> [LISTA DE TAREFAS]
A. Reproduza literalmente o trecho do texto sobre tecnologia que vai de "É fato que nossa" a "mundo e a vida.".
B. Segundo o texto sobre tecnologia, com quem ou com o que o caminho Cafh busca uma participação consciente? Liste todos.
C. Por favor, escreva a continuação do texto sobre a relação entre o ser humano e a tecnologia a partir da última frase apresentada.

É fato que nossa relação com a tecnologia tem sido cada vez mais intensa e fluida no dia a dia. Entretanto, é fundamental abrir a perspectiva para compreender também as afetações e a influência nefasta que ela pode nos causar.

Para compreender melhor essa relação entre e o ser e a tecnologia, vamos conversar com Ana Cristina Flor, diretora de Cafh, um caminho espiritual que busca a liberdade interior por meio do conhecimento de nós mesmos e da participação consciente com todos os seres humanos, o mundo e a vida.

> [DADOS DE ORIGEM]
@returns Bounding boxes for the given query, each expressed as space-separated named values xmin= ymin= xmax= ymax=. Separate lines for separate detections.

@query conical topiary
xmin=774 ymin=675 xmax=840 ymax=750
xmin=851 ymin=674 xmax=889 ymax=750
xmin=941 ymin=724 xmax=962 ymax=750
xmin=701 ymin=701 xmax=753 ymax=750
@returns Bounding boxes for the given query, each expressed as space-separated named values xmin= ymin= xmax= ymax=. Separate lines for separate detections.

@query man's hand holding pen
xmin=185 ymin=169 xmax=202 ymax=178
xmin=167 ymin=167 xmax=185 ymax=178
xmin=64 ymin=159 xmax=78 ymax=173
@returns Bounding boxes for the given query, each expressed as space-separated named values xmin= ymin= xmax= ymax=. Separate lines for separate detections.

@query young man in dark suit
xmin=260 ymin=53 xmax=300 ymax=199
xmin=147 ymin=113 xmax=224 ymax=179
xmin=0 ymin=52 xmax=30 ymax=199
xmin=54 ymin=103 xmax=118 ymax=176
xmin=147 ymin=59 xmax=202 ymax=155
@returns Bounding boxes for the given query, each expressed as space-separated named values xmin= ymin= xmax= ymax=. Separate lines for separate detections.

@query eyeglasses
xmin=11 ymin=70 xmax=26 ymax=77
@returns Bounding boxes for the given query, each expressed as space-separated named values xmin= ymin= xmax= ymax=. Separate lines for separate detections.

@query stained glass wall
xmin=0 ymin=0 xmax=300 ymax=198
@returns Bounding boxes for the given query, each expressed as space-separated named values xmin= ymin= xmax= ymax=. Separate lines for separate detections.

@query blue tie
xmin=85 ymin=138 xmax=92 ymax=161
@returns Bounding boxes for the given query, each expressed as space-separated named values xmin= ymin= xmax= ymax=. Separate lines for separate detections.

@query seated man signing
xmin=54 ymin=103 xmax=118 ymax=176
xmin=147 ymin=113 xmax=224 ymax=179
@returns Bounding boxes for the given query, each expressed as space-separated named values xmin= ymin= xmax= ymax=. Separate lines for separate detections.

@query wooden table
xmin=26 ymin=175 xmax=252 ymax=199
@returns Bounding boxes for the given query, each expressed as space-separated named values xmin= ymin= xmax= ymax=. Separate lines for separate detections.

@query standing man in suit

> [RESPOSTAS POR TAREFA]
A.
É fato que nossa relação com a tecnologia tem sido cada vez mais intensa e fluida no dia a dia. Entretanto, é fundamental abrir a perspectiva para compreender também as afetações e a influência nefasta que ela pode nos causar.

Para compreender melhor essa relação entre e o ser e a tecnologia, vamos conversar com Ana Cristina Flor, diretora de Cafh, um caminho espiritual que busca a liberdade interior por meio do conhecimento de nós mesmos e da participação consciente com todos os seres humanos, o mundo e a vida.

B. Todos os seres humanos; o mundo; a vida.

C.
RC – Tudo o que fazemos, online e offline, deixa vestígios digitais. Cada compra com nossos cartões, cada busca que digitamos no Google, cada lugar que visitamos com o celular no bolso e cada curtida na foto dos amigos, tudo é armazenado. Por muito tempo, não estava claro como esses dados poderiam ser usados, exceto, talvez, ver anúncios de hotéis após pesquisar sobre viagens. Mas hoje sabemos que uso das informações que geramos podem ir muito além, como ficou evidenciado no escândalo da Cambridge Analytica, empresa britânica que fazia mineração de dados para campanhas eleitorais, que esquadrinhou cada americano com mais de 5 mil conexões, influenciando sobremaneira as eleições daquele país. O tema chegou ao cinema. E no filme “Dilema das Redes” (The Social Dilemma, 2020), bem no início, aparece uma citação curiosa de Sófocles que diz: “Nada tão grandioso entra na vida dos mortais sem uma maldição”. A Senhora acredita que o progresso e a catástrofe são anverso e reverso da mesma moeda? Ou seja, que toda nova tecnologia produz o seu acidente? Como a senhora analisa o papel das redes sociais, para o bem e para o mal, na vida das pessoas?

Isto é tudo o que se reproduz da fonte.